Aim: Rewrite all the records below in full, requests included, scaling every x and y coordinate in the answers by 0.9 and rounding each result to a whole number, with halves rounded up.

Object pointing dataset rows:
=-=-=-=-=

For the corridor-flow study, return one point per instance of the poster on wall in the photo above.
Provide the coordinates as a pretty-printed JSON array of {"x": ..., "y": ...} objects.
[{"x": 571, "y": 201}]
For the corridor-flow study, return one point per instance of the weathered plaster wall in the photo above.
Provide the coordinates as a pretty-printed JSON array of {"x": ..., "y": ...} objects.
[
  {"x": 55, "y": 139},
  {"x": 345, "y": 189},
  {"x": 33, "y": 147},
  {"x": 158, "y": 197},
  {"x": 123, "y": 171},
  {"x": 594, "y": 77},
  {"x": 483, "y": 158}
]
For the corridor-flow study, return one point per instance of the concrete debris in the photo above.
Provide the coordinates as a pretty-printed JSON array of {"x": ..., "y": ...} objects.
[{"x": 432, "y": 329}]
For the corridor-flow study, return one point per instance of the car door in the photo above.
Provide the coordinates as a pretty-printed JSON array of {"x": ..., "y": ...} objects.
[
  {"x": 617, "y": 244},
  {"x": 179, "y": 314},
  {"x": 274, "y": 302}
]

=-=-=-=-=

Task result:
For the corridor-flow study, return one point per instance of the poster on wall in the photo above.
Provide the coordinates as a pretty-printed JSON array of {"x": ..., "y": ...} objects.
[{"x": 514, "y": 181}]
For the corridor-flow study, return one point per instance of the weathered plaster wall in the photo above.
Provide the coordinates as a pretty-printed JSON array of {"x": ..., "y": ...} objects.
[
  {"x": 50, "y": 125},
  {"x": 311, "y": 170},
  {"x": 30, "y": 132},
  {"x": 142, "y": 177},
  {"x": 111, "y": 154},
  {"x": 535, "y": 69},
  {"x": 435, "y": 142}
]
For the corridor-flow study, return one point per instance of the concrete debris in the photo above.
Provide the coordinates as a pretty-printed JSON array of {"x": ..., "y": ...} objects.
[{"x": 389, "y": 296}]
For the corridor-flow study, return one point per instance of the car door in the photo above.
Provide the coordinates as a pretty-printed JSON array of {"x": ..., "y": ...} objects.
[
  {"x": 555, "y": 220},
  {"x": 161, "y": 283},
  {"x": 247, "y": 272}
]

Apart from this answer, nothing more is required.